Segment Start: Exercise materials

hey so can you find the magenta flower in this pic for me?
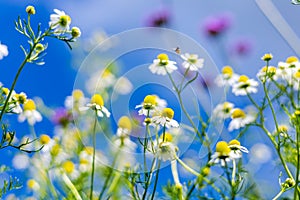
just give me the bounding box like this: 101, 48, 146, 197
145, 9, 170, 27
230, 38, 253, 56
52, 108, 73, 127
202, 13, 232, 37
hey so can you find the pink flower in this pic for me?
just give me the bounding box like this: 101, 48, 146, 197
145, 9, 171, 27
202, 13, 232, 37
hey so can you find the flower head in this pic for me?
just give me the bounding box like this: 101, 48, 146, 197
146, 9, 170, 27
261, 53, 273, 62
215, 66, 239, 87
71, 27, 81, 38
135, 94, 167, 116
49, 9, 71, 32
232, 75, 258, 96
152, 107, 179, 128
18, 99, 42, 125
257, 66, 277, 82
116, 116, 132, 136
228, 139, 248, 159
181, 53, 204, 71
210, 141, 231, 166
203, 13, 232, 37
149, 53, 177, 75
212, 101, 234, 119
228, 108, 256, 131
84, 94, 110, 118
26, 5, 36, 15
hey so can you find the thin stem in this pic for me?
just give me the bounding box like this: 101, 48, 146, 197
142, 158, 157, 200
231, 159, 236, 186
150, 161, 161, 200
294, 123, 300, 199
176, 156, 200, 176
272, 189, 284, 200
62, 173, 82, 200
89, 112, 98, 200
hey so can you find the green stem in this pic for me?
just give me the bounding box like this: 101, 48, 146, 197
90, 112, 98, 200
176, 156, 200, 176
62, 173, 82, 200
294, 123, 300, 200
150, 161, 161, 200
231, 159, 236, 186
272, 189, 284, 200
142, 158, 157, 200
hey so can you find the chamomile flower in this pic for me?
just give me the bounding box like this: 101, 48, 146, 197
232, 75, 259, 96
149, 53, 178, 75
0, 43, 8, 60
64, 89, 87, 110
210, 141, 231, 166
215, 66, 239, 87
39, 134, 55, 153
135, 95, 167, 116
277, 56, 300, 84
257, 66, 277, 82
114, 116, 137, 150
27, 179, 40, 191
18, 99, 42, 125
62, 160, 79, 179
84, 94, 110, 118
152, 108, 179, 128
181, 53, 204, 71
292, 70, 300, 90
261, 53, 273, 61
49, 9, 71, 32
228, 108, 255, 131
228, 139, 248, 159
212, 101, 234, 119
156, 141, 178, 161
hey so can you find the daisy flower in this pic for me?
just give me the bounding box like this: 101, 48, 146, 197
64, 89, 87, 110
181, 53, 204, 71
62, 160, 79, 180
228, 108, 255, 131
210, 141, 231, 166
156, 141, 178, 161
27, 179, 40, 191
39, 134, 55, 153
215, 66, 239, 87
135, 95, 167, 117
0, 43, 8, 60
152, 108, 179, 128
114, 116, 137, 150
292, 70, 300, 90
232, 75, 259, 96
83, 94, 110, 118
49, 9, 71, 32
149, 53, 177, 75
18, 99, 42, 125
277, 56, 300, 84
212, 101, 234, 119
257, 66, 277, 82
228, 139, 248, 159
261, 53, 273, 62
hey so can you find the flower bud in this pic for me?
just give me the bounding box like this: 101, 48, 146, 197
26, 5, 36, 15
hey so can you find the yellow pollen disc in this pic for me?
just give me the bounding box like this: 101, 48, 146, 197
59, 15, 71, 26
91, 94, 104, 106
27, 179, 37, 189
216, 141, 231, 155
294, 71, 300, 79
223, 102, 231, 109
143, 95, 156, 105
262, 53, 273, 61
23, 99, 36, 111
72, 89, 83, 100
278, 125, 288, 132
40, 134, 51, 145
222, 66, 233, 76
80, 159, 89, 165
2, 87, 9, 95
231, 109, 246, 119
162, 108, 174, 119
229, 139, 240, 146
157, 53, 169, 61
160, 132, 173, 142
102, 69, 112, 78
118, 116, 132, 132
84, 146, 94, 155
286, 56, 298, 63
63, 161, 75, 174
16, 93, 27, 104
238, 75, 249, 83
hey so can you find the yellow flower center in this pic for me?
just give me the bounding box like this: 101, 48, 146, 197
102, 69, 112, 78
229, 139, 240, 146
72, 89, 84, 100
63, 161, 75, 174
26, 6, 36, 15
84, 146, 94, 155
278, 125, 288, 132
91, 94, 104, 106
2, 87, 9, 95
143, 95, 156, 109
294, 71, 300, 79
222, 66, 233, 77
238, 75, 249, 83
160, 132, 173, 142
59, 15, 71, 27
14, 93, 27, 104
262, 66, 276, 74
157, 53, 169, 61
118, 116, 132, 132
222, 102, 232, 113
35, 43, 44, 52
216, 141, 231, 155
27, 179, 37, 189
201, 167, 210, 176
23, 99, 36, 111
294, 110, 300, 116
231, 109, 246, 119
40, 134, 51, 145
80, 158, 89, 165
162, 108, 174, 119
286, 56, 298, 64
50, 144, 60, 157
187, 54, 198, 64
262, 53, 273, 61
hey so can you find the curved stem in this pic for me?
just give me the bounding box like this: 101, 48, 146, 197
89, 112, 97, 200
62, 173, 82, 200
272, 189, 284, 200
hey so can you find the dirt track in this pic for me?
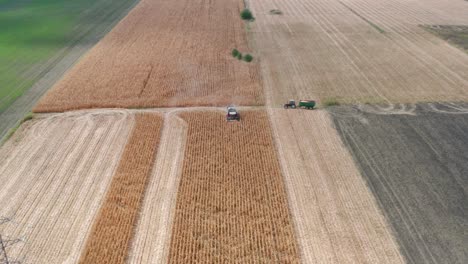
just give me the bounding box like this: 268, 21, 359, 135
249, 0, 468, 106
268, 109, 404, 263
0, 110, 134, 263
129, 111, 188, 263
34, 0, 262, 112
331, 103, 468, 264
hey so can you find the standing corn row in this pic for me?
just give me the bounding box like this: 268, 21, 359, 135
168, 110, 300, 263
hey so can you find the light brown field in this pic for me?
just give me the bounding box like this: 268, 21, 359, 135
268, 108, 405, 263
249, 0, 468, 106
79, 113, 163, 264
0, 110, 134, 263
168, 110, 300, 263
129, 111, 188, 263
34, 0, 262, 113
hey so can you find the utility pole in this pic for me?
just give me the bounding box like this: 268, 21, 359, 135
0, 234, 9, 264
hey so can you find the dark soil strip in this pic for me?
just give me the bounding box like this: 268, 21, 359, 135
79, 113, 163, 264
330, 104, 468, 264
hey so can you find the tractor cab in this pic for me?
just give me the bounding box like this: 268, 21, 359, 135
284, 99, 296, 109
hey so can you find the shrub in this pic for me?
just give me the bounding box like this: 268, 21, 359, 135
243, 54, 253, 62
240, 9, 254, 21
322, 98, 340, 107
232, 49, 240, 57
237, 53, 243, 60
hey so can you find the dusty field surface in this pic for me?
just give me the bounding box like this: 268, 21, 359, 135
331, 103, 468, 264
249, 0, 468, 106
168, 110, 300, 263
0, 0, 140, 142
34, 0, 262, 113
268, 108, 404, 263
0, 110, 134, 263
79, 113, 163, 264
129, 111, 188, 263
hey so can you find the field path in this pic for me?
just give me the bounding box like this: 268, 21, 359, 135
0, 110, 134, 264
129, 111, 188, 263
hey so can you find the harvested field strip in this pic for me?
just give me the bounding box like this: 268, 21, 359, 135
34, 0, 262, 112
79, 113, 163, 264
268, 109, 404, 263
0, 110, 134, 263
249, 0, 468, 106
168, 110, 300, 263
129, 112, 188, 263
331, 104, 468, 264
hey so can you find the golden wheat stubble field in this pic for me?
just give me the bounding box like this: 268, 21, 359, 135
34, 0, 262, 113
167, 110, 300, 263
0, 110, 134, 263
249, 0, 468, 106
79, 113, 163, 264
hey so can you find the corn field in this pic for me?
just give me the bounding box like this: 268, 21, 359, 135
168, 110, 300, 263
34, 0, 262, 113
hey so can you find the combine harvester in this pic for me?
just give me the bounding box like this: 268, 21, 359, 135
226, 106, 240, 121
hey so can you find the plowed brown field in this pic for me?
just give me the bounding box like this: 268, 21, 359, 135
79, 113, 163, 264
168, 110, 300, 263
0, 110, 134, 263
268, 109, 404, 263
34, 0, 262, 112
249, 0, 468, 106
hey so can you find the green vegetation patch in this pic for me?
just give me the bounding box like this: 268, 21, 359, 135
1, 111, 33, 145
0, 0, 138, 113
321, 97, 340, 107
240, 8, 254, 21
423, 25, 468, 53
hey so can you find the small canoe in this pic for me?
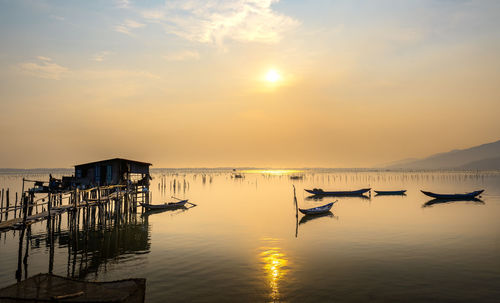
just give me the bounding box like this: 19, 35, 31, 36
421, 190, 483, 200
299, 202, 335, 215
140, 200, 188, 210
374, 190, 406, 195
305, 188, 371, 196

Segment End: Exercise materials

◆ **Exercise description**: Working from the entries above, filter out every line that lacks "corn" and copy what remains.

◆ **Task response**:
hey so can you find the standing corn row in this pic for me?
hey so can you find the corn field in this pic for me?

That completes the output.